>> begin
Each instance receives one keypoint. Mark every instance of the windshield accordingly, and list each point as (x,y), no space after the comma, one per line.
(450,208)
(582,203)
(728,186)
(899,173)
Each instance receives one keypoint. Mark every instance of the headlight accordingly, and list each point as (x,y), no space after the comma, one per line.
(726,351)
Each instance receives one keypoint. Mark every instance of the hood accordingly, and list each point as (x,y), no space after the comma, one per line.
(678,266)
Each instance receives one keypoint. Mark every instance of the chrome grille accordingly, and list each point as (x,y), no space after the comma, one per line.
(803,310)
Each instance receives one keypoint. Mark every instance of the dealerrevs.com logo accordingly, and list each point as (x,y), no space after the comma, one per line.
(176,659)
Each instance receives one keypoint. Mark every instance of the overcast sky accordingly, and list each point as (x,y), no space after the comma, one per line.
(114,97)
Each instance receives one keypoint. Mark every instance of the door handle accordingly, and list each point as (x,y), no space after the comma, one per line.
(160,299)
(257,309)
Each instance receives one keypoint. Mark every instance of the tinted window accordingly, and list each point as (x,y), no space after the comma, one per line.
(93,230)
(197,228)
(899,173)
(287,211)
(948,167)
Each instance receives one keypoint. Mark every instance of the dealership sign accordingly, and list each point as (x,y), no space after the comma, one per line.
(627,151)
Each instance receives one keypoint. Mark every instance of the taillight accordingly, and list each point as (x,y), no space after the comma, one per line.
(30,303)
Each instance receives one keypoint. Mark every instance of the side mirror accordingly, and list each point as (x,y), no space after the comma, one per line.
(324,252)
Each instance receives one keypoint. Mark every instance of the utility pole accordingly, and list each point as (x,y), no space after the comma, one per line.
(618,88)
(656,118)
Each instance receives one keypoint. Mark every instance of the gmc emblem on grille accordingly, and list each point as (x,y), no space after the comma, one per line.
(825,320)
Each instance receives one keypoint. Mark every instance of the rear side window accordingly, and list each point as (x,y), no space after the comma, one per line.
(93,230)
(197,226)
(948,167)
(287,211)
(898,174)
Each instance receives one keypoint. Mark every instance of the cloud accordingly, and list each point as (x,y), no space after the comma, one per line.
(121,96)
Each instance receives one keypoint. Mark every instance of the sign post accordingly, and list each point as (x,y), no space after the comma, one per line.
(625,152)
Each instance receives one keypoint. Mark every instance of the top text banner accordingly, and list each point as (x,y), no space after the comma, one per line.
>> end
TASK DESCRIPTION >> Rewrite every line of the records above as a JSON list of strings, one string per line, leaving out any blank lines.

WRITTEN ANSWER >>
[
  "Each instance receives one keypoint. Mark every instance of the windshield accordingly, and list each point as (x,y), no space after the comma, one per line.",
  "(450,208)",
  "(582,203)",
  "(728,186)",
  "(899,173)",
  "Each instance receives one keypoint. Mark every instance of the headlight accordingly, and list each point as (x,y), no space after the comma, one per line.",
  "(726,351)",
  "Each instance receives one keypoint. Mark every instance of the hood accordingly, and list each point as (x,y), no space after the comma, one per line.",
  "(678,266)",
  "Each instance receives one keypoint. Mark every instance of the chrome grille accordingly, and list each point as (x,y), no space after the comma, one per line.",
  "(803,310)",
  "Each instance receives one keypoint. Mark every instance of the dealerrevs.com logo accordingly, and list each point as (x,y), no space after the comma, one per line.",
  "(176,659)",
  "Each instance receives one keypoint. Mark every instance of the overcast sky accordingly, and list each point as (x,y), no space after the comma, one per line.",
  "(114,97)",
  "Each instance receives one keypoint. Mark every instance of the door handle accordingly, and list each point as (x,y), no space after the comma, one per line.",
  "(160,299)",
  "(257,309)",
  "Each instance receives one keypoint. Mark every instance of the tinted window accordingly, and list each point as (x,y), no space after the comma, one per line.",
  "(93,230)",
  "(197,228)",
  "(899,173)",
  "(287,211)",
  "(948,167)",
  "Each instance receives one keypoint. Mark every instance of the dealership sign accordingly, and list each point as (x,y), no space after the comma, one per line.",
  "(627,151)",
  "Each instance receives one keypoint. Mark every instance of the taillight accordingly, and list each point as (x,y), no space after the comma, one per line.",
  "(30,303)",
  "Each instance receives one keypoint. Mark every instance of the side mirror accordingly, and list each point as (x,y), no space after the comma, one per line.",
  "(324,252)",
  "Each instance receives one keypoint. Mark every instance of the utility pole accordingly, and list each point as (x,y), no space after the comma, one per line.",
  "(618,88)",
  "(656,118)",
  "Each instance receives one keypoint. Mark every instance of the gmc emblem on grille accordingly, and list each point as (x,y), no space after the comma, one per line.",
  "(825,320)",
  "Each instance receives one keypoint. Mark every instance of the rear side window accordingly, and list each point as (x,y), no space after the comma, one per line.",
  "(93,230)",
  "(197,226)",
  "(948,167)",
  "(287,211)",
  "(898,174)",
  "Each instance receives one keypoint. Mark every instance of the cloud accordingly, and list each point as (x,y), no space after the comma, one per line.",
  "(121,96)",
  "Each instance receives one keypoint. Mark every instance of the sign post accordingly, and list each point as (x,y), no space after the comma, one per line.",
  "(625,152)",
  "Each instance receives one keypoint. Mark every instance of the top text banner accordingly, and list each point as (x,y), no space after the comma, one per line."
]